• EXERCISE BRIEF
Return every line of the records below that contains the word "kitchen".
— Start of RAW RECORDS —
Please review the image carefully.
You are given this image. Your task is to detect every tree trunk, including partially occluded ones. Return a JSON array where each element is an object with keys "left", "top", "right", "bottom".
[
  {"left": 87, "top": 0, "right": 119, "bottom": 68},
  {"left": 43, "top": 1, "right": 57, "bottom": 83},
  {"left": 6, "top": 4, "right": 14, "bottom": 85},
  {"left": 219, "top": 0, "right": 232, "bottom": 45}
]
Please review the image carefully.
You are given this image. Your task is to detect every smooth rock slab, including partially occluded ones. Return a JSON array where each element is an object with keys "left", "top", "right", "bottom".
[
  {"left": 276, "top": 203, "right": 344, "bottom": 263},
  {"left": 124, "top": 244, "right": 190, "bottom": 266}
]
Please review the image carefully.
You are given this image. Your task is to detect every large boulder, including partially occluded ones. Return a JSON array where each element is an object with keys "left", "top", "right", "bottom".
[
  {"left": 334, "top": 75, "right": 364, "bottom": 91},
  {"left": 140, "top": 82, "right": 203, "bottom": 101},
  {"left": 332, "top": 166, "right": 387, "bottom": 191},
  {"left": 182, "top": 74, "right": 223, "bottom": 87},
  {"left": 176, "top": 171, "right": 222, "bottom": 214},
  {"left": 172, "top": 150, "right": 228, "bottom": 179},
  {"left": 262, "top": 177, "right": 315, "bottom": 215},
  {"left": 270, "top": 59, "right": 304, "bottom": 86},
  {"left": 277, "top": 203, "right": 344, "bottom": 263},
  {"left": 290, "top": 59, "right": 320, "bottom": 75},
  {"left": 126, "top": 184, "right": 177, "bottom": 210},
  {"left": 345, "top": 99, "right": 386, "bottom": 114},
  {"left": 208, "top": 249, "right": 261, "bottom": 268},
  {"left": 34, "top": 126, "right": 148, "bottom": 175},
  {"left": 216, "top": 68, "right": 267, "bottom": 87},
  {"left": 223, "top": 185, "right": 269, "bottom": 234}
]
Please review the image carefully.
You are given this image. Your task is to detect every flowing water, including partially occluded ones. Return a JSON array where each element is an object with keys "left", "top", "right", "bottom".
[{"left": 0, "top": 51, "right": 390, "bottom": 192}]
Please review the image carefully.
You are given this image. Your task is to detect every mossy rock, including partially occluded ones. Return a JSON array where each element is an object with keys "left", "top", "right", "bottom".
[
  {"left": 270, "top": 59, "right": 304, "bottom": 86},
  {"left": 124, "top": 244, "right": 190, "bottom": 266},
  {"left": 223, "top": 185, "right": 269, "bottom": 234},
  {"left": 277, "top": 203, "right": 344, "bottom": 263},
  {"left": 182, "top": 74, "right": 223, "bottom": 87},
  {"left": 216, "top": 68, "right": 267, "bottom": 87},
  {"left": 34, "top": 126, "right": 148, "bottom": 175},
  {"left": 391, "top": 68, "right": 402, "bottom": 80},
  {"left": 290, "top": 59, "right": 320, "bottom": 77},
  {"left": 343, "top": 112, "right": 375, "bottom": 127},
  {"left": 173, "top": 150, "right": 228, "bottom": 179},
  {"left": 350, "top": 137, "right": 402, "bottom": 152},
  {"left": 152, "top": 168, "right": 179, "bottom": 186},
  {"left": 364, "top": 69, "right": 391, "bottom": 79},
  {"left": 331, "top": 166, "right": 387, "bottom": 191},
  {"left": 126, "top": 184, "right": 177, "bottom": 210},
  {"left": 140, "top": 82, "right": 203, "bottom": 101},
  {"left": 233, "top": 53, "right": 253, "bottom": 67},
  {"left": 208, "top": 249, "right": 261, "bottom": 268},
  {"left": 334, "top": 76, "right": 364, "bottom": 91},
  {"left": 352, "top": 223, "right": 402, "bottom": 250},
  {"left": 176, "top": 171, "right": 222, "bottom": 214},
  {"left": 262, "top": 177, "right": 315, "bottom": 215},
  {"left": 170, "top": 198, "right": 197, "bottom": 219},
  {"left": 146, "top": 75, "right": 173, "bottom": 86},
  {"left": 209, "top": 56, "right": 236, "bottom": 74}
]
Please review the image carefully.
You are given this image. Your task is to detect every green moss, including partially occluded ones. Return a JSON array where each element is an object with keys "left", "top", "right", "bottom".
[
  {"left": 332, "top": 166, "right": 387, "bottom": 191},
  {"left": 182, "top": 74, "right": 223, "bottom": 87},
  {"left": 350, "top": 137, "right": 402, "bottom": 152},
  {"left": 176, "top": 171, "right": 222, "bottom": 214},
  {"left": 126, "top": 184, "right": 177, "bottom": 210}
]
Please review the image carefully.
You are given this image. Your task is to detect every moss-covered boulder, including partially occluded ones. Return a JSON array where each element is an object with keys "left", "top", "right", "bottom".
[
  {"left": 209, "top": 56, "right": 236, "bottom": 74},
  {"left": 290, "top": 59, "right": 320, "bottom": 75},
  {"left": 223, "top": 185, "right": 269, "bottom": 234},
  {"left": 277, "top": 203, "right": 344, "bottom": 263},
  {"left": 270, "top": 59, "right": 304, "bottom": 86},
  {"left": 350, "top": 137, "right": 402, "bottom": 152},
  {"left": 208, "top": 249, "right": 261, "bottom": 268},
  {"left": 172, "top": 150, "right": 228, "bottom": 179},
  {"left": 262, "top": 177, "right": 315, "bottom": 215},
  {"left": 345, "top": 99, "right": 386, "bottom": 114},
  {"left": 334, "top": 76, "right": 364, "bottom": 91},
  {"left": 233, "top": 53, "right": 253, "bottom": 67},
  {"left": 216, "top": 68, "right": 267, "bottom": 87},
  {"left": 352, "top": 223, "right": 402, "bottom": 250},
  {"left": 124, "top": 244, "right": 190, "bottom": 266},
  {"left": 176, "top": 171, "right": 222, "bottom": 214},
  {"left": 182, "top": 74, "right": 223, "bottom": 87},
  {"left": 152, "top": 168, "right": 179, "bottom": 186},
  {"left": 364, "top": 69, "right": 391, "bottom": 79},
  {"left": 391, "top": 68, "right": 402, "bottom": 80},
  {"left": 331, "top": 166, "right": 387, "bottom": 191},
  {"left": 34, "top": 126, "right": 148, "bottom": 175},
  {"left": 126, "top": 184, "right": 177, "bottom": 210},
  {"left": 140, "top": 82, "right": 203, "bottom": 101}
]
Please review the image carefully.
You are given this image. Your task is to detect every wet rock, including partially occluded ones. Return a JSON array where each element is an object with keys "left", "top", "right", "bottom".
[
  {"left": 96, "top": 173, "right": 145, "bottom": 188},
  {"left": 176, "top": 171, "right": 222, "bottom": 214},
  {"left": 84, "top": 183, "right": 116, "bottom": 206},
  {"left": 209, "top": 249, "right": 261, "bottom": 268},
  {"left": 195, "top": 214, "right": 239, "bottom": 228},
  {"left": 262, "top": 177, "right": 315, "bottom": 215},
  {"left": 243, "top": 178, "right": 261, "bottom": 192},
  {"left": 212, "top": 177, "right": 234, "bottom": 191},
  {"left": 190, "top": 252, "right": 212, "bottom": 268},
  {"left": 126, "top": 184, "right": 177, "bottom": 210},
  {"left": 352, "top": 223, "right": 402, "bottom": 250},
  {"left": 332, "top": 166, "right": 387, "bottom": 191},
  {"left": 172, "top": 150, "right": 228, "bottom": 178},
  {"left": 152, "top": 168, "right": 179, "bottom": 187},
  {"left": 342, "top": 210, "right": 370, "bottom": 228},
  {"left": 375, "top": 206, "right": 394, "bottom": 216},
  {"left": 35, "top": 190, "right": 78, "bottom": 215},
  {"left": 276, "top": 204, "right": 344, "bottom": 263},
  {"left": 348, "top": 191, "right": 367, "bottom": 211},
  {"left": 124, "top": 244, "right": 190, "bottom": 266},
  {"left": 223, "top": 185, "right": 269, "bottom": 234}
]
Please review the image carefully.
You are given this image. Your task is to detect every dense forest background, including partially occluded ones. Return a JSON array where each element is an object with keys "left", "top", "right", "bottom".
— End of RAW RECORDS —
— Start of RAW RECORDS —
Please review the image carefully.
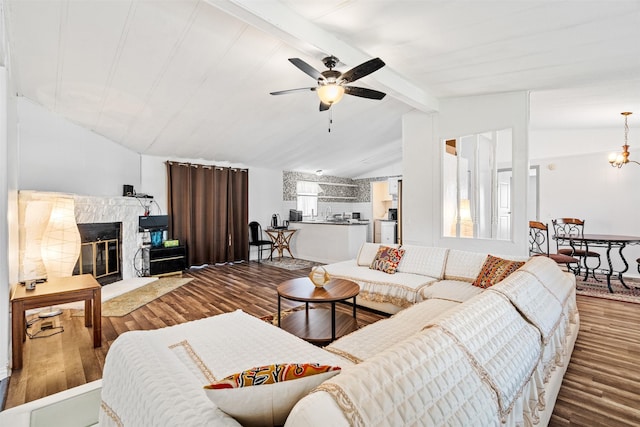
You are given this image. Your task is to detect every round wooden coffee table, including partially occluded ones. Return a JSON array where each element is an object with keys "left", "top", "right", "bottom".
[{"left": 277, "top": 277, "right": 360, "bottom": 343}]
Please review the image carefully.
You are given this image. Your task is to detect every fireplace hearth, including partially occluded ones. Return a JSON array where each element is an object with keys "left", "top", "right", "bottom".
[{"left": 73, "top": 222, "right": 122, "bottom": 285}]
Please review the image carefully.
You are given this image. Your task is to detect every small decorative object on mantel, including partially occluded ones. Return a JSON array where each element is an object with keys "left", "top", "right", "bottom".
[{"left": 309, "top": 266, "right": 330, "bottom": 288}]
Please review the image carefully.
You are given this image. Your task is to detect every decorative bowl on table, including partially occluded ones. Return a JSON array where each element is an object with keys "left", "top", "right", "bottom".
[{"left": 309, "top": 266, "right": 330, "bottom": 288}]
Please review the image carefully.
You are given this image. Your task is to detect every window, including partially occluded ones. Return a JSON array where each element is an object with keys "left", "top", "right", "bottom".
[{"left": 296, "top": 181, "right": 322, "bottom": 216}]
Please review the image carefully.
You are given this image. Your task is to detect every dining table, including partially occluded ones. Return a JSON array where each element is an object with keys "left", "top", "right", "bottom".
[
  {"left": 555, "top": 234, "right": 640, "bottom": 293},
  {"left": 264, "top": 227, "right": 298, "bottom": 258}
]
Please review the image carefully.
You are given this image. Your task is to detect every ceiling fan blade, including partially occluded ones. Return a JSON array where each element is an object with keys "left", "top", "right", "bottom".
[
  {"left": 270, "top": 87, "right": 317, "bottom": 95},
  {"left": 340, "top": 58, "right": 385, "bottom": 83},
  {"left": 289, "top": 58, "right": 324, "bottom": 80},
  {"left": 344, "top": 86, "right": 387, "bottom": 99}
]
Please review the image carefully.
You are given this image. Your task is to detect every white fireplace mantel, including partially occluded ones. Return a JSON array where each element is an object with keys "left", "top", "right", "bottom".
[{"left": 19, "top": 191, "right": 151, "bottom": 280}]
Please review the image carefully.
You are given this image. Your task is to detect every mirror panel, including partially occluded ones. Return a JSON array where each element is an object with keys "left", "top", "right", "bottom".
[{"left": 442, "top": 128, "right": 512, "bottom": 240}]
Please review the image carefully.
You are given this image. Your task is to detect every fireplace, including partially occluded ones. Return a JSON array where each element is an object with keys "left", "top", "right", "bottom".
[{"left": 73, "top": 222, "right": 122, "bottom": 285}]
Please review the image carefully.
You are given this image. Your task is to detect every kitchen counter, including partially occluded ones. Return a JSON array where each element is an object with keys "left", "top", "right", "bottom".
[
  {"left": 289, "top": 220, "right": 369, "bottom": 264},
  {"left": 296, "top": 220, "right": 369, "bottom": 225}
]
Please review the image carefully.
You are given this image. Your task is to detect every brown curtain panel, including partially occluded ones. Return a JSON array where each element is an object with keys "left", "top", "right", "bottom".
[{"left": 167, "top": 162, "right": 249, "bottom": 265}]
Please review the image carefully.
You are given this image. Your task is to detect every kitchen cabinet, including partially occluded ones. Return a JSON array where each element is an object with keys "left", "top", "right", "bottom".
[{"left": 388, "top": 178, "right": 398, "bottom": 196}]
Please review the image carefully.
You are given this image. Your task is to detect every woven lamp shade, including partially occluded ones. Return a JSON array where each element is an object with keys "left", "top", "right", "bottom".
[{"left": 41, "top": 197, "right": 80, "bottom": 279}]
— End of RAW RECORDS —
• EXERCISE RESPONSE
You are given this image. Your task is to detect every kitchen counter, including partially occluded ones. Return a JSON array where each element is an object with keys "left", "top", "right", "bottom".
You are given this image. Your task is to detect every kitchen cabinet, including partially occluded ones. Return a JSON array where each element is an object with keys "left", "top", "right", "bottom".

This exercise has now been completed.